■ Aim of the task ■
Your task is to write out exactly the lines from the line containing "Note: for every instance of the green" through the end of the records, inclusive at both ends.

************

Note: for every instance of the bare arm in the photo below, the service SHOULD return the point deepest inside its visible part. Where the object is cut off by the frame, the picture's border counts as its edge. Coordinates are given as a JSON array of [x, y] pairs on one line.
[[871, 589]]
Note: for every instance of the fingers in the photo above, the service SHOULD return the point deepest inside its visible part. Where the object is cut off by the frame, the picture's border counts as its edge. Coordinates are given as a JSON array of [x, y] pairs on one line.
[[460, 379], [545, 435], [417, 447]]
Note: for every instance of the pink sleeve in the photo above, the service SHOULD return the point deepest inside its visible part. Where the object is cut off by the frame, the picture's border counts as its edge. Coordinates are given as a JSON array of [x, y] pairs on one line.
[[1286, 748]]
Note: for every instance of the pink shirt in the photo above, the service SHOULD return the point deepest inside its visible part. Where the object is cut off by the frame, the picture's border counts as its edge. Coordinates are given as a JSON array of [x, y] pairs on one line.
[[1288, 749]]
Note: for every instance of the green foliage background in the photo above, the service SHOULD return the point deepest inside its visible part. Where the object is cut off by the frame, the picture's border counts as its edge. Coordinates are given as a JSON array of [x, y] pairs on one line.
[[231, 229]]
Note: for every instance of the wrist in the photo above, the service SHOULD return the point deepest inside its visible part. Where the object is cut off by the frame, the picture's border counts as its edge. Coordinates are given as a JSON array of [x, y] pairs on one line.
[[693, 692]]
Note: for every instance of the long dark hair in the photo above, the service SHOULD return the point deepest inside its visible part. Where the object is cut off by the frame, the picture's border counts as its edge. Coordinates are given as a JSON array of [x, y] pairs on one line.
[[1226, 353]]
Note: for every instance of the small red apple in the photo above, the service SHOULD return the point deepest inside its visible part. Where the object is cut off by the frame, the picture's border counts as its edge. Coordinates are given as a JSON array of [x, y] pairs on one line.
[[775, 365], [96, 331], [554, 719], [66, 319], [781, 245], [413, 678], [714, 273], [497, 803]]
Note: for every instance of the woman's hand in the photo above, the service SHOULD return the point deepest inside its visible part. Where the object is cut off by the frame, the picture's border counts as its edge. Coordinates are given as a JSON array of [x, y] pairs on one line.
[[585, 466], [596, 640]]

************

■ Result ■
Note: for every instance of the green foliage background in the photo above, the service SHOULD return the point deepest inside its visible part. Where the object is cut off by the frame, the picture's border counts as its edge. Coordinates are given as a JSON array of [x, y] pairs on one line.
[[231, 229]]
Note: for every instance of the wrist in the photo above, the service SHOULD return the point deepest inside its visible part. Where the object is cut off by the frame, the picture's border counts as its edge. Coordinates are given as a JSON array of [x, y] pairs on one line.
[[693, 692]]
Note: for every instance of the long dark hair in the photo above, the service SHOULD return the point deepest inside its visible part. Where the object is cut off by the frame, the picture's border counts as its edge. Coordinates are given as a JSON array of [x, y] pairs on one line.
[[1226, 353]]
Note: for every instance of the small red apple in the photo above, the service SHOULD return the point deepest inside its visible part. Where the object is cut off by the frame, the picture's border counts as its edge. Coordinates are given as a JSON array of [x, y] pairs on one line.
[[775, 365], [96, 331], [554, 719], [66, 319], [781, 245], [413, 678], [714, 273], [497, 803]]
Note: for every instance of the woman's hand in the photo above, the service SHOULD return the point deepest inside its visible part. Where the object is cut off by the frame, the picture's border counts as its edge. Coordinates are given as a JSON array of [x, y] pairs on one line.
[[585, 466], [596, 640]]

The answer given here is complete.